ABOUT THIS EXERCISE:
For each line below that contains the word "water", return that line.

Dataset entries:
- Opening Delimiter -

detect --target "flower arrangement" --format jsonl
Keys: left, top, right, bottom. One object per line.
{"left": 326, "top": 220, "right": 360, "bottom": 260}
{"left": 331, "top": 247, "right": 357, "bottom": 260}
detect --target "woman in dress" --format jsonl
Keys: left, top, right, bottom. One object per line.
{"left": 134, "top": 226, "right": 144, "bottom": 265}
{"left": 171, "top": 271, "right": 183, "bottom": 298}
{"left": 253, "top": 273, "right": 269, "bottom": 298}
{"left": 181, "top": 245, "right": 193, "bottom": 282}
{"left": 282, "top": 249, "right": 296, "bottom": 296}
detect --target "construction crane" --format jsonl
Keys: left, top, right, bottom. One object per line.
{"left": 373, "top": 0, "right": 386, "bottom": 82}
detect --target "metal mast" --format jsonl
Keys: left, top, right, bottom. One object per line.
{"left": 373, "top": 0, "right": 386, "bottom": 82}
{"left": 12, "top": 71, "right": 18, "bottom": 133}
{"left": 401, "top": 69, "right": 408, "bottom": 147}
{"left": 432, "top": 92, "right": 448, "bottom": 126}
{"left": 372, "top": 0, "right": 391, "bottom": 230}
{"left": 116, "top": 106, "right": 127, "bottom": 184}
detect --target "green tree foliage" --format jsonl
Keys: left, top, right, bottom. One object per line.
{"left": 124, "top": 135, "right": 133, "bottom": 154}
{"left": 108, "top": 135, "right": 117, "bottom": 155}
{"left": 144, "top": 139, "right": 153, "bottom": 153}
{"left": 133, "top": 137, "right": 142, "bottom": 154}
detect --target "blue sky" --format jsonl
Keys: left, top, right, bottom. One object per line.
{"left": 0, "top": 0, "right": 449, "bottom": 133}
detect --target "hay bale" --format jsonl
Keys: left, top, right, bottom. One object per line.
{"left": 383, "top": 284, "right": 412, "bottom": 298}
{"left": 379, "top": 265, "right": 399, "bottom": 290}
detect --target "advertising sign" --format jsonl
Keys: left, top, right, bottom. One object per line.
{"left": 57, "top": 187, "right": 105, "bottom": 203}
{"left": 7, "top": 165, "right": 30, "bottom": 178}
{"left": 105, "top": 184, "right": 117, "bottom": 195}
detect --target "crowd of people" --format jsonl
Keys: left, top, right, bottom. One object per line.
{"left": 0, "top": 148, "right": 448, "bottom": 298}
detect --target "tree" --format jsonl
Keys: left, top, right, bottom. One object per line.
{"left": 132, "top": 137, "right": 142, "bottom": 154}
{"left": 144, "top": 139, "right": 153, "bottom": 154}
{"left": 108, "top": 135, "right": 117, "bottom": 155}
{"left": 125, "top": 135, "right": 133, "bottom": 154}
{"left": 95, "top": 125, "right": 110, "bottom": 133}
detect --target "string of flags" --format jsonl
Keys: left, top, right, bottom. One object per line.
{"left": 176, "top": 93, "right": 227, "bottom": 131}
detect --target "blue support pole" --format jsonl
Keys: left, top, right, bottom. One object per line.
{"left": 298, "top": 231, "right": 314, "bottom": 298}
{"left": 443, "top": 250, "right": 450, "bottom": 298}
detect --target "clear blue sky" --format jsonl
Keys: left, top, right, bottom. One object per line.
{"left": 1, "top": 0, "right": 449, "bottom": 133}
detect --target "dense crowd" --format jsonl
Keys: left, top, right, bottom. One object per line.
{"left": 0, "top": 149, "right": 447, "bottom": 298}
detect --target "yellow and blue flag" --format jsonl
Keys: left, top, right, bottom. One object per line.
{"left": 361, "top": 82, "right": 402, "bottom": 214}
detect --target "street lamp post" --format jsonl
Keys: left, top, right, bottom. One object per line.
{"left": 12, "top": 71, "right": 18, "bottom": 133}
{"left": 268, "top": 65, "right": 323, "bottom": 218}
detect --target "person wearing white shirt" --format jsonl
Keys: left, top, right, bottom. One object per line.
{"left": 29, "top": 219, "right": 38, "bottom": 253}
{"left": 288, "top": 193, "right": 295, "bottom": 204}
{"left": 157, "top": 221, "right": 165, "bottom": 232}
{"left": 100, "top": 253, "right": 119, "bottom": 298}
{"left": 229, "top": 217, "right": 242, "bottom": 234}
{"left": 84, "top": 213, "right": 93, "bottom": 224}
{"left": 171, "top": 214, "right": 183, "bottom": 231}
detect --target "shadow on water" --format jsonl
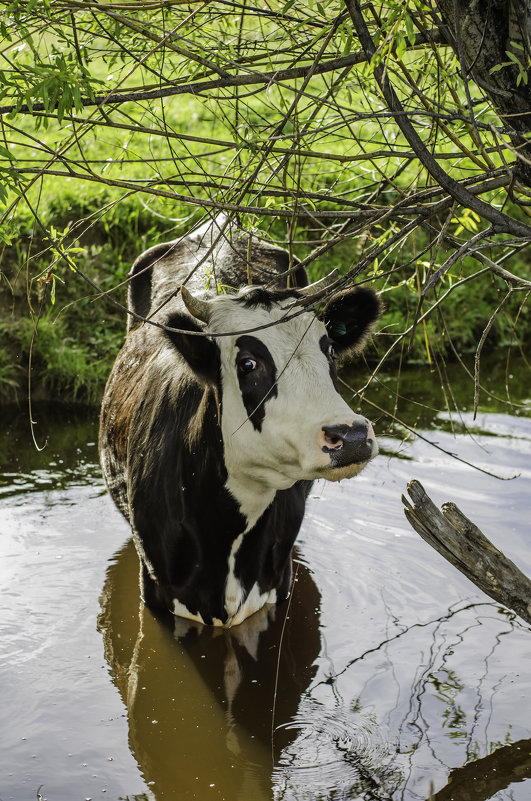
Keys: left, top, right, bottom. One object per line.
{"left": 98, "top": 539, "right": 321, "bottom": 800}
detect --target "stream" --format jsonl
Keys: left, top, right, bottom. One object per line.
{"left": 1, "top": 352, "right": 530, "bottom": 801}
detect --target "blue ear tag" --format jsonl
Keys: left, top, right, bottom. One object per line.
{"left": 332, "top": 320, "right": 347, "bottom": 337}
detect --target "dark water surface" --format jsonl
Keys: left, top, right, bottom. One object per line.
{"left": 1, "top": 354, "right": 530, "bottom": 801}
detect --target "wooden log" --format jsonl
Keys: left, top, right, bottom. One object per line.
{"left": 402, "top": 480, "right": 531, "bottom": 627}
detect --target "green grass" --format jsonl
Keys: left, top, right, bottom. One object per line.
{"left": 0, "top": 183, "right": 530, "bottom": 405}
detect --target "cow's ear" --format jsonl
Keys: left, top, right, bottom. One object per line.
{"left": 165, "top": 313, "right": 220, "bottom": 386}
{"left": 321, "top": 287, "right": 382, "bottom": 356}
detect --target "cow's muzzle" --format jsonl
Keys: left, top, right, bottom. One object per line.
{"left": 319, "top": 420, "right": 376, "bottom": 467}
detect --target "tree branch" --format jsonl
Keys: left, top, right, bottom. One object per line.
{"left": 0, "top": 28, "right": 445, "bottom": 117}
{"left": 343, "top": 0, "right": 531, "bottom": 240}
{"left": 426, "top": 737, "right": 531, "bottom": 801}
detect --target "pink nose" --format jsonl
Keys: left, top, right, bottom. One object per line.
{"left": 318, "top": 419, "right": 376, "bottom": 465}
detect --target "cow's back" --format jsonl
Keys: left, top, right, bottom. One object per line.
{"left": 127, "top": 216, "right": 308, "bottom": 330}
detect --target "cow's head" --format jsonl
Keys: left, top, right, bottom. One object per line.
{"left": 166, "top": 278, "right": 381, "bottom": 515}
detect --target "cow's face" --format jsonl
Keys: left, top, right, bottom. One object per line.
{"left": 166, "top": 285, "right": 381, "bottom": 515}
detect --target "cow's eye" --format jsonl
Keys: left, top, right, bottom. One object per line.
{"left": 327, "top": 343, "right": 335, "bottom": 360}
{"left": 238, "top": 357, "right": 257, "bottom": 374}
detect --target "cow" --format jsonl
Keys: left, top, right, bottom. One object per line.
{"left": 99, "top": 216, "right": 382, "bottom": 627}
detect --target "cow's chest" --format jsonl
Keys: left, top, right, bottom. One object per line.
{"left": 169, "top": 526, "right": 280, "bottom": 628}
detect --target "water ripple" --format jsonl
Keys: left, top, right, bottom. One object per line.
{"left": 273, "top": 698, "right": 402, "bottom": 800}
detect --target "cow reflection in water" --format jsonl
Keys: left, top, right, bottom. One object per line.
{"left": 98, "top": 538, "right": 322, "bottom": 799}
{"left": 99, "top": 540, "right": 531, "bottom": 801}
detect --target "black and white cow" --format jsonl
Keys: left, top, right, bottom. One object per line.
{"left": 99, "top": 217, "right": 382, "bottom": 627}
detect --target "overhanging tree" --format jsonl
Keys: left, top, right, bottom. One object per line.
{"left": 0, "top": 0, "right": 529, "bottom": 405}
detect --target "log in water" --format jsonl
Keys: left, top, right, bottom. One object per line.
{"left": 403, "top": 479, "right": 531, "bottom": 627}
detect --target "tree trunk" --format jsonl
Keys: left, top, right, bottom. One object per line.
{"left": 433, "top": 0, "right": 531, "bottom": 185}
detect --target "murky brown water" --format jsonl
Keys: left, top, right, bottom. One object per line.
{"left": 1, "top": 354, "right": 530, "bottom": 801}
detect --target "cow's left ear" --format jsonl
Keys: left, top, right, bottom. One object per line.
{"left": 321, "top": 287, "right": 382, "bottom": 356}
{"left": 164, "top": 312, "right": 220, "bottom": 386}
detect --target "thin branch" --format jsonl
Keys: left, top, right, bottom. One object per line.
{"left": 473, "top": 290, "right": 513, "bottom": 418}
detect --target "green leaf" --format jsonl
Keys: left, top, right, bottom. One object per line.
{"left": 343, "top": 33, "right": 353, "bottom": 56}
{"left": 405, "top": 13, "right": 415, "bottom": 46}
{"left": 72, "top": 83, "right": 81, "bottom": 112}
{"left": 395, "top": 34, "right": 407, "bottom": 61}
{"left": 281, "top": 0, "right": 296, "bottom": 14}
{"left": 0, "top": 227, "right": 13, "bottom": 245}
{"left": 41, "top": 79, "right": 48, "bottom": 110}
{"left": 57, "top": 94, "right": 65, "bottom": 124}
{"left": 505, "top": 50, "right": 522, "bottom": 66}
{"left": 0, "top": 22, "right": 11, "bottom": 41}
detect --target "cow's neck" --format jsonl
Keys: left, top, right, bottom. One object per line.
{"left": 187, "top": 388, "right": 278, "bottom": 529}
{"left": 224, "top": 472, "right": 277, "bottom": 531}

- Closing Delimiter -

RESPONSE AREA:
detect --target "shadow on water" --format jsonl
detect --target "dark water surface" --format jsonl
detect --target "water ripple" --format jsonl
detect --target "cow reflection in water" --format jsonl
detect --target "log in water" --format jsonl
detect --target "murky brown water" --format jsonl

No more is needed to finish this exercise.